_Exercise_. Collect every line in the material below that contains the word "person". Case matters, so skip any line where it appears only with different capitalization.
* Begin Extracted data *
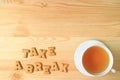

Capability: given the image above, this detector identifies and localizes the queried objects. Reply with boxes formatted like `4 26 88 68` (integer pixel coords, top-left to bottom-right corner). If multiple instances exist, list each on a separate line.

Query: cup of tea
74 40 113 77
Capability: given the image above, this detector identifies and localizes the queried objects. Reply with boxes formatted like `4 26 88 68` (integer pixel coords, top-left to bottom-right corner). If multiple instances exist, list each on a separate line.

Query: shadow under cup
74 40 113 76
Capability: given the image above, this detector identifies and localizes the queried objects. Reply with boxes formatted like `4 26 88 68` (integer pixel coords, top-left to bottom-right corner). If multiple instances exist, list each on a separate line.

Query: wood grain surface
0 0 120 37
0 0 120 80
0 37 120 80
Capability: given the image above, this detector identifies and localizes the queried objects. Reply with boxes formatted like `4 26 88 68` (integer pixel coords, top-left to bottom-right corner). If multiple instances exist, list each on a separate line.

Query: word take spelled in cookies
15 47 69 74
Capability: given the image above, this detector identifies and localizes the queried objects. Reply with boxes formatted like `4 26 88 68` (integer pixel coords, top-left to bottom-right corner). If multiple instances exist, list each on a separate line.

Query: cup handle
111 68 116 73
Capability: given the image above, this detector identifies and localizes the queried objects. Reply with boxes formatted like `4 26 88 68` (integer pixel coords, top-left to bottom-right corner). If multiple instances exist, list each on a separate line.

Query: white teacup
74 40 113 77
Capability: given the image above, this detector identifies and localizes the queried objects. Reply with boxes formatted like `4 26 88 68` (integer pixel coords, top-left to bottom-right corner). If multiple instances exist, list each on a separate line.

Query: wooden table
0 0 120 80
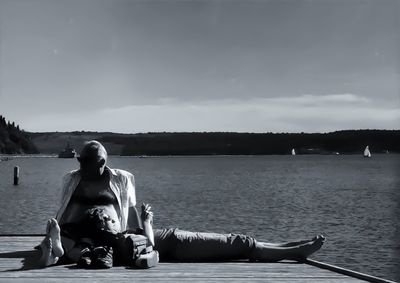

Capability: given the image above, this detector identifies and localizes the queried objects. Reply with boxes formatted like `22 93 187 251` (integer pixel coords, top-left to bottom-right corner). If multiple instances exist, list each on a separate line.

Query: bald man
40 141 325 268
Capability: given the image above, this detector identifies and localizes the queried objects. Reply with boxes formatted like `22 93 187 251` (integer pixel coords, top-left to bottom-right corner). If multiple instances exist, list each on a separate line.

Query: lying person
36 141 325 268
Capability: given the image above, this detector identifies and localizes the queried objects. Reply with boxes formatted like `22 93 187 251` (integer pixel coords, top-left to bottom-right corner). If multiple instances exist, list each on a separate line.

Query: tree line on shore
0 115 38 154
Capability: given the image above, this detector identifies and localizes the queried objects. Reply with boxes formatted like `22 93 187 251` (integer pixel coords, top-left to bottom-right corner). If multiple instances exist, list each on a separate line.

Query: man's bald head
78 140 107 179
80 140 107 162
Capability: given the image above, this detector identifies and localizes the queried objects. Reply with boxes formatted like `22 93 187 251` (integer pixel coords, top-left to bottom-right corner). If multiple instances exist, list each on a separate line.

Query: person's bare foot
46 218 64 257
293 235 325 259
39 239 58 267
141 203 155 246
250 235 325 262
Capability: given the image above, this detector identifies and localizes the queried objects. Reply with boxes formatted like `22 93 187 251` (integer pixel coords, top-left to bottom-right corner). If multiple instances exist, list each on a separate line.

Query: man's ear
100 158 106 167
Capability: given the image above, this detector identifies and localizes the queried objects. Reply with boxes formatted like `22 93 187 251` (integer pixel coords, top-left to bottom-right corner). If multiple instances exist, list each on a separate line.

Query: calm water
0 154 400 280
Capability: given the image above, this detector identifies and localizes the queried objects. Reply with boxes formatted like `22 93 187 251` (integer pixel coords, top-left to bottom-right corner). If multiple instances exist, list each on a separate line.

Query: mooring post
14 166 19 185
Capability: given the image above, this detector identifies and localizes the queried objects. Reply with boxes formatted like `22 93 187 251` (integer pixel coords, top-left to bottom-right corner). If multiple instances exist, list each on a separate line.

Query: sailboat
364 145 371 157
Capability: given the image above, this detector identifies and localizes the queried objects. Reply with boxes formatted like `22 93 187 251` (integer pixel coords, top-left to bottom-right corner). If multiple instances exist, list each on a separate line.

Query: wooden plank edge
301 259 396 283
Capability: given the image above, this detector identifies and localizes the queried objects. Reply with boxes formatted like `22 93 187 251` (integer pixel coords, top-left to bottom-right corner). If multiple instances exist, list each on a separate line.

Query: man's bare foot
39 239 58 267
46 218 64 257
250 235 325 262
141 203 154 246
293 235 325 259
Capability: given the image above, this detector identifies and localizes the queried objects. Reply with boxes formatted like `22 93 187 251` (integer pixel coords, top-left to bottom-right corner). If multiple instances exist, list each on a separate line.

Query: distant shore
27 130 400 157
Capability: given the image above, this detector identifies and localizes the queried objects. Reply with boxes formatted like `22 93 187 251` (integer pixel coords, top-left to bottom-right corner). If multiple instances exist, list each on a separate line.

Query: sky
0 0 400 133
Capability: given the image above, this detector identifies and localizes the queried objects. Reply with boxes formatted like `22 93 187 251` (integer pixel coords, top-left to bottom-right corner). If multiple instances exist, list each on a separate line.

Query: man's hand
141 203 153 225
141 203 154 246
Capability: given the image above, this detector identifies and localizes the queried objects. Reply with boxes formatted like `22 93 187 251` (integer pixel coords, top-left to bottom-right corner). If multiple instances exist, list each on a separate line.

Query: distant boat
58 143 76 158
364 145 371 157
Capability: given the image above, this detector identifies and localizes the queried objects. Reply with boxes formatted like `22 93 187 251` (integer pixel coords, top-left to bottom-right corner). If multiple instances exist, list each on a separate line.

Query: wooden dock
* End Extracted data *
* Begin Extracted data *
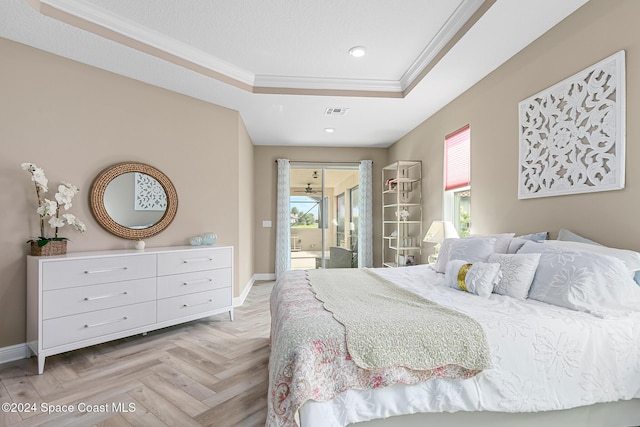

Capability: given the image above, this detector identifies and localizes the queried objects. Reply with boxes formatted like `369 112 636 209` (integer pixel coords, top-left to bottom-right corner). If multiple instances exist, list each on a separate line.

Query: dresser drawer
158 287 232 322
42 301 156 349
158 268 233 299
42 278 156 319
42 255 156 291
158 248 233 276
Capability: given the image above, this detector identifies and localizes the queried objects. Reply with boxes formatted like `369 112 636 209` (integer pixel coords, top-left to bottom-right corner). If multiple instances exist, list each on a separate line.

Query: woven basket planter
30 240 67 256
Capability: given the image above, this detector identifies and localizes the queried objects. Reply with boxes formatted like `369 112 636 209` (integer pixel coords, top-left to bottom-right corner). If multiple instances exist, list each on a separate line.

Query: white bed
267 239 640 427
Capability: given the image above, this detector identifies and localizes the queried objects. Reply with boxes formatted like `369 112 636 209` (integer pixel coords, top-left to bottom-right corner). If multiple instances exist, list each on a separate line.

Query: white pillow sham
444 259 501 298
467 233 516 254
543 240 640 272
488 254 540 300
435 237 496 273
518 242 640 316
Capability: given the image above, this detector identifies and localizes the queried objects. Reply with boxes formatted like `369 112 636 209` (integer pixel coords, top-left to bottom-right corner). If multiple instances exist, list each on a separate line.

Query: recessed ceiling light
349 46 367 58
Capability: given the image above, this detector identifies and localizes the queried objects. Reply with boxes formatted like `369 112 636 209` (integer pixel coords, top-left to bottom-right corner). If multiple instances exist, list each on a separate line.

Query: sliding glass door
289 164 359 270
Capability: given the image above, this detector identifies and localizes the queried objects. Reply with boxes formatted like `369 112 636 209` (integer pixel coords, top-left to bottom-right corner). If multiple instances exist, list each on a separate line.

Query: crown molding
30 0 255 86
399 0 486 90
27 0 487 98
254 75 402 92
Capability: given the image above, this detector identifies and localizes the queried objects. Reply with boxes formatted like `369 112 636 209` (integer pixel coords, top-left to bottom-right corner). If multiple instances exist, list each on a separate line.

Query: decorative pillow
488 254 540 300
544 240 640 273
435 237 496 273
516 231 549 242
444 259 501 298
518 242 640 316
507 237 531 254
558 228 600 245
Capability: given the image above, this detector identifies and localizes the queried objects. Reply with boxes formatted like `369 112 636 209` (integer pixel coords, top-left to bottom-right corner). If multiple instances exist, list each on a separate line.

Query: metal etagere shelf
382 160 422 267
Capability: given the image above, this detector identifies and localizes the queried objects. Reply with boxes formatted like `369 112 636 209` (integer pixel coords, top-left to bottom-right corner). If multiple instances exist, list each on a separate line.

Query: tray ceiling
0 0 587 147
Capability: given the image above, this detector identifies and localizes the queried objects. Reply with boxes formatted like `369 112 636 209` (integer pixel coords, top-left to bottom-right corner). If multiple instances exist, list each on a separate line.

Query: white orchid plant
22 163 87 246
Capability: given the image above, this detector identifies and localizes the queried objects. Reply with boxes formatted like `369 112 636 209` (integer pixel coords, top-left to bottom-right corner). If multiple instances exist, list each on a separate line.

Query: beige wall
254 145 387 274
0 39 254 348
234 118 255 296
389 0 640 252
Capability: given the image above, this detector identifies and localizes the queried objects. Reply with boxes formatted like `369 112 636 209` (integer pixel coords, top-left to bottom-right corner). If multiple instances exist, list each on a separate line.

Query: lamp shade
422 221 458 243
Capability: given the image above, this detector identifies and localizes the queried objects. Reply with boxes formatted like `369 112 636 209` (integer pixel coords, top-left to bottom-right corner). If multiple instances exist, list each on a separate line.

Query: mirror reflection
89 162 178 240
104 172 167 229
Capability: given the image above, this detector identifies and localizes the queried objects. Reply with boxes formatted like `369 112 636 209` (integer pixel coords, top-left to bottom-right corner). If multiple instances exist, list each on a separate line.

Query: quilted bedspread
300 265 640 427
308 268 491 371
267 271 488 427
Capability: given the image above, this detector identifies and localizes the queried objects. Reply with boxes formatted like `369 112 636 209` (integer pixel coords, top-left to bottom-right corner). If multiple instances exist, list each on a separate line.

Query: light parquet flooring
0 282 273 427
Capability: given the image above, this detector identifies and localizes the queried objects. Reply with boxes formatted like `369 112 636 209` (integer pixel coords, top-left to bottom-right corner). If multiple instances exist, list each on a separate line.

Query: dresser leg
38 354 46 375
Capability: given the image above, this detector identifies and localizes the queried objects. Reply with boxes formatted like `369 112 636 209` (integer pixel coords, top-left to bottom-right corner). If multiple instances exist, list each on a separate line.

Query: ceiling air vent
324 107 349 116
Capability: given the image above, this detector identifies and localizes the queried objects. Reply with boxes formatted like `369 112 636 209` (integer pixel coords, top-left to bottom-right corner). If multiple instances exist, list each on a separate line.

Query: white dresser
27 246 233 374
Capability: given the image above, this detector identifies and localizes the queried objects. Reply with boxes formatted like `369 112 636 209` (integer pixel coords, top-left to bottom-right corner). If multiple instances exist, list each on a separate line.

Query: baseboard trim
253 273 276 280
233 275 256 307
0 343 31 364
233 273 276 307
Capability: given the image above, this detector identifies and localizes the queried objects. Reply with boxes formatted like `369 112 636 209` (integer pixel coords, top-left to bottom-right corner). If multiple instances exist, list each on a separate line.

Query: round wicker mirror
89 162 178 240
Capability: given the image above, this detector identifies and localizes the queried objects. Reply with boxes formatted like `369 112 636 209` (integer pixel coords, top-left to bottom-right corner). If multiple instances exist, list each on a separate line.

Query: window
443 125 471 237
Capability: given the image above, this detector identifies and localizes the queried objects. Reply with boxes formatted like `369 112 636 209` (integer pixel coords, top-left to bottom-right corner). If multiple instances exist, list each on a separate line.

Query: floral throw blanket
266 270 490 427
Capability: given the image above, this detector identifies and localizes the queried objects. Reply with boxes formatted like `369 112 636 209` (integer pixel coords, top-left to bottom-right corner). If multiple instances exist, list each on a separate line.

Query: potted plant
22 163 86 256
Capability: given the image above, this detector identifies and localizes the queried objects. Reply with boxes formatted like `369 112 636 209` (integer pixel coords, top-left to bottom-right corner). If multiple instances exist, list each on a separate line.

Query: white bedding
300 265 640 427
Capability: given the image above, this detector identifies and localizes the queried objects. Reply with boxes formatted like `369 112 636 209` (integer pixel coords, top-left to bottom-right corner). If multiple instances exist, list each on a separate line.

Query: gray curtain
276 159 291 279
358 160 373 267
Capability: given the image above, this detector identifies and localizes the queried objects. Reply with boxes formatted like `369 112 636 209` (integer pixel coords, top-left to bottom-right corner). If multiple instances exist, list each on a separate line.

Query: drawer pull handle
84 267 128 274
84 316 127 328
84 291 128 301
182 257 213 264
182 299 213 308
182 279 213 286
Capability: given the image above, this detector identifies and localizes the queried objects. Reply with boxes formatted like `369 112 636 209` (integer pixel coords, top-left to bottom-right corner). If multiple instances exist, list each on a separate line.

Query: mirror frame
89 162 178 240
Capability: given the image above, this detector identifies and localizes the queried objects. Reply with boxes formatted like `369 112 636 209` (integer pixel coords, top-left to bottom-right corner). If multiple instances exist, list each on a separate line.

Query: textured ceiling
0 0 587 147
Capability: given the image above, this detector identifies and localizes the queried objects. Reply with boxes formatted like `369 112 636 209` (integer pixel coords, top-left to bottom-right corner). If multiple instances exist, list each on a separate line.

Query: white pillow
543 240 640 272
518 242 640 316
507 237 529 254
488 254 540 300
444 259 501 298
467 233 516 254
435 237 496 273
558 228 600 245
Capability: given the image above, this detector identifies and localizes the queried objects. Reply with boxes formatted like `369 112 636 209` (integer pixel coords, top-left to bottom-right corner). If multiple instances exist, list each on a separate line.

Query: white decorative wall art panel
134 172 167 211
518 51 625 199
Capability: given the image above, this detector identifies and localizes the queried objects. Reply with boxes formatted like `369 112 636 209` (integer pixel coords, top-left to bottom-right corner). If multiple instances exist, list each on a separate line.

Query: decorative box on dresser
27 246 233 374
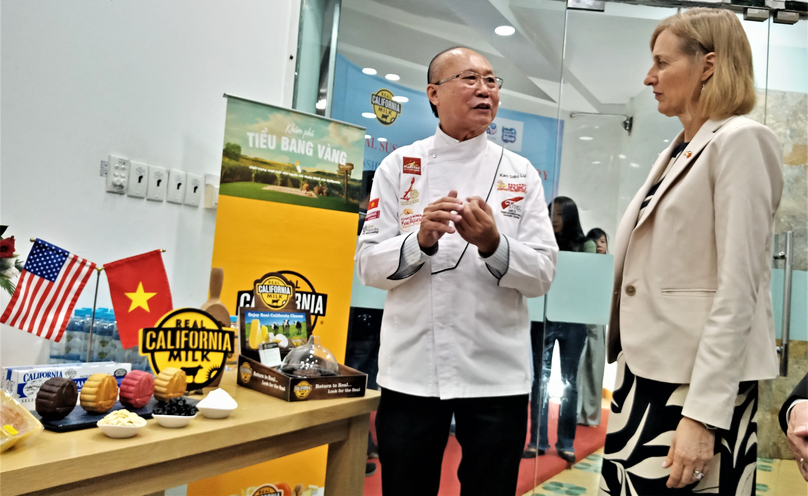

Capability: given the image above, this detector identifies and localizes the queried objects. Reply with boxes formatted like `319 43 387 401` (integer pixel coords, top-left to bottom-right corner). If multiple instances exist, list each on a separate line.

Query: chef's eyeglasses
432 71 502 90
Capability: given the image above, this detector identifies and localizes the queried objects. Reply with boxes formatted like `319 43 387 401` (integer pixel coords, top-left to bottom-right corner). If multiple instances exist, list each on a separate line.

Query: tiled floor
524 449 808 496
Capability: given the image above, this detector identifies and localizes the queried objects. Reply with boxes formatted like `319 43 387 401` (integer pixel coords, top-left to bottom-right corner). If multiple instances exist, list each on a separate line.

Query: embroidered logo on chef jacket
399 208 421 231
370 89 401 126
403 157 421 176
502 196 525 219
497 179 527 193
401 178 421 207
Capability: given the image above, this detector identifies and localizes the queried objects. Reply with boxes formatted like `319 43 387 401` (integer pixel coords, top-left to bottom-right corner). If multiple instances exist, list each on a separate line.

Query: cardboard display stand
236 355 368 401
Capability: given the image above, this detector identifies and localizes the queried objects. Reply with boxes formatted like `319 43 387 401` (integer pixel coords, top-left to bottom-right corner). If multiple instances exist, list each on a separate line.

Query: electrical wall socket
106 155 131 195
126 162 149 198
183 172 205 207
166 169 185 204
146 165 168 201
* End Extracted data *
* Begin Extracted data *
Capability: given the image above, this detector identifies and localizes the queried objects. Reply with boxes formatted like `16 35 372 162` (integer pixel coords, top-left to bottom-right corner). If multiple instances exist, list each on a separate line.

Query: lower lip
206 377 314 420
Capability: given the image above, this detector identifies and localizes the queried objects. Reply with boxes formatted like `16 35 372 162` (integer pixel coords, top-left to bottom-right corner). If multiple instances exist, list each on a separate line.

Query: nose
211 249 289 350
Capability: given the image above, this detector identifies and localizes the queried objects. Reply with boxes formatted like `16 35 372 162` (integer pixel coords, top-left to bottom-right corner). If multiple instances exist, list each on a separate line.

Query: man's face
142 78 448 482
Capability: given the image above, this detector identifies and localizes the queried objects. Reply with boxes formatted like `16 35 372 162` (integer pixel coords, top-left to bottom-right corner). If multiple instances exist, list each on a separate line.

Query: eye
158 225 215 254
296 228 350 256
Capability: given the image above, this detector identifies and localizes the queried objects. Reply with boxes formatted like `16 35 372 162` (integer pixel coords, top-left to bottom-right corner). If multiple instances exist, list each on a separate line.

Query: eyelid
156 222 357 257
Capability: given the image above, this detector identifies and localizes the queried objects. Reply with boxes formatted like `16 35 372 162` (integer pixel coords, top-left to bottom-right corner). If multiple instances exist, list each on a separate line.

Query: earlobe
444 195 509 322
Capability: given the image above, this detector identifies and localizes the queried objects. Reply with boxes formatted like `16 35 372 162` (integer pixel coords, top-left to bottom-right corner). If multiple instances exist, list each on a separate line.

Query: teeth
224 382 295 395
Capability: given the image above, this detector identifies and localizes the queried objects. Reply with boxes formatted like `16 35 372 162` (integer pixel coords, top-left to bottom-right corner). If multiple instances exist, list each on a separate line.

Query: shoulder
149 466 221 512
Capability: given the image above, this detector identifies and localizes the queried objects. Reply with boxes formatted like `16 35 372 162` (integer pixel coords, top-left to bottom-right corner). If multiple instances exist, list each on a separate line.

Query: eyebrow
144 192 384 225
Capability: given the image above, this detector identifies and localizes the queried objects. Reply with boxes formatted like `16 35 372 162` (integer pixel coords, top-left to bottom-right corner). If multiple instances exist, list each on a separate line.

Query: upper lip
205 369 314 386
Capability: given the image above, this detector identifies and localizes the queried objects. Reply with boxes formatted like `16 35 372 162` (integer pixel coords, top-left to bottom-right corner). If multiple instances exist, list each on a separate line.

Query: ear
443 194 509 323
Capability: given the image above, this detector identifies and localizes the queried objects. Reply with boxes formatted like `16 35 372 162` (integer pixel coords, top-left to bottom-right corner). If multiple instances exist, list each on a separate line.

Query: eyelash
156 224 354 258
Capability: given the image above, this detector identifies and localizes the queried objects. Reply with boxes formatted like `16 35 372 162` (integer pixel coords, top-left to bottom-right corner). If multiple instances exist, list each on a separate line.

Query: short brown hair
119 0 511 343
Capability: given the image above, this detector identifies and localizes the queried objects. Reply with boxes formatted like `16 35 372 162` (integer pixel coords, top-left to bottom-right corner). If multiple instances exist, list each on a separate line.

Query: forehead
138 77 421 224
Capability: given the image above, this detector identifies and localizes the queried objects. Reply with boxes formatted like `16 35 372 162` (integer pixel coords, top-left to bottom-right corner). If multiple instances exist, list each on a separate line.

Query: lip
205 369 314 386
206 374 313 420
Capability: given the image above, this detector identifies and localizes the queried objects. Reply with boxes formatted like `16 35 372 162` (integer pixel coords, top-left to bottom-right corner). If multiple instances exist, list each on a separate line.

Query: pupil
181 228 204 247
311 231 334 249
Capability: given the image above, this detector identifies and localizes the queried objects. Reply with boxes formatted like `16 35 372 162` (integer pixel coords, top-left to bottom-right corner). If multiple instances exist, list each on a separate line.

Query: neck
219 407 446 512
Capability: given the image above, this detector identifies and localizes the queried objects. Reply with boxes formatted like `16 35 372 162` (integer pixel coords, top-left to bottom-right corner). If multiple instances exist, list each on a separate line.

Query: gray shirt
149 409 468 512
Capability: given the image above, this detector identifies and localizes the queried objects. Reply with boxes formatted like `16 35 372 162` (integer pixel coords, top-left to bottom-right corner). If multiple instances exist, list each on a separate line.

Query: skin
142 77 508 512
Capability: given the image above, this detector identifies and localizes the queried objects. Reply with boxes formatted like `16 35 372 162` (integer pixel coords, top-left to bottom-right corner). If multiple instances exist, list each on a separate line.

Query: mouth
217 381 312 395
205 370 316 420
* End Extracted data *
_Written response_.
Query: lying person
Query: person's bare foot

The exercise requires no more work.